*** ARTICLE ***

The trends documented in this short, accessible book make this reality all too apparent. Temperatures are rising, forests are shrinking, and populations of humans and their vehicles are growing, as is the need for food, energy, metal, and timber. We hope this compilation will encourage all of us as producers and consumers, as educators and students, as policymakers and citizens, and as community and business leaders to give priority to creating a sustainable world—one in which our children can enjoy as enriching lives as some of us have had.
The process of writing Vital Signs is a complex one, drawing on the support of thousands of Worldwatch friends. To investigate such a broad array of trends, we depend on the guidance of numerous experts who offer comments on our drafts and supply the data that provide the foundations for each trend. This year we would especially like to thank Otto Beaujon, Colin Couchman, Tom Damassa, Serena Fortuna, Pat Franklin, Jenny Gitlitz, Mark Haltmeier, Mario Hartloper, Frank Jamerson, Rachel Kaufman, David Lennett, Petra Löw, Mette Løyche Wilke, Birger Madsen, Eric Martinot, Peter Maxson, Paul Maycock, Iain McGhee, Pat Mooney, Mika Ohbayashi, Olexi Pasyuk, David Pimental, Steven Piper, Patricia Plunkert, Alfredo Quarto, Silvia Ribeiro, David Roodman, Mycle Schneider, Wolfgang Schreiber, Paul Scott, Vladimir Slivyak, Asa Tapley, Jim Thomas, Jay Townley, Wayne Wagner, Rasna Warah, Katherine Laura Watts, Kamill Wipyewski, Angelika Wirtz, and Gregor Wolbring.
We would also like to give a special acknowledgment to the contributions of Tim Whorf, a staff research associate with the Carbon Dioxide Research Group at the Scripps Institution of Oceanography, who passed away this last year. Tim provided climate data to Worldwatch over the past eight years. He and his important work will be missed.

***

● SHORT TASK A:
According to the Vital Signs passage, for how many years did Tim Whorf provide climate data to Worldwatch?
● SHORT TASK B:
Print the Vital Signs passage from "The trends documented" to "us have had.".

*** DATA EXCERPTS ***

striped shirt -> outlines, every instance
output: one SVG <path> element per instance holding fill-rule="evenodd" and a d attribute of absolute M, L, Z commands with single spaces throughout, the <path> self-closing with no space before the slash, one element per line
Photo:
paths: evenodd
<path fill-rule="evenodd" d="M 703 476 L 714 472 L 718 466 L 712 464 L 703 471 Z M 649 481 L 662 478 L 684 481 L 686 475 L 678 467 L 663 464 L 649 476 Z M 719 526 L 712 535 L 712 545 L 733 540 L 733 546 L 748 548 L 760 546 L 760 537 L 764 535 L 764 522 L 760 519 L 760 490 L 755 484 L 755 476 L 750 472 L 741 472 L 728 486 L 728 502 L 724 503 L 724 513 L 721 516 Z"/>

***

● RESULT A:
Eight years.

● RESULT B:
The trends documented in this short, accessible book make this reality all too apparent. Temperatures are rising, forests are shrinking, and populations of humans and their vehicles are growing, as is the need for food, energy, metal, and timber. We hope this compilation will encourage all of us as producers and consumers, as educators and students, as policymakers and citizens, and as community and business leaders to give priority to creating a sustainable world—one in which our children can enjoy as enriching lives as some of us have had.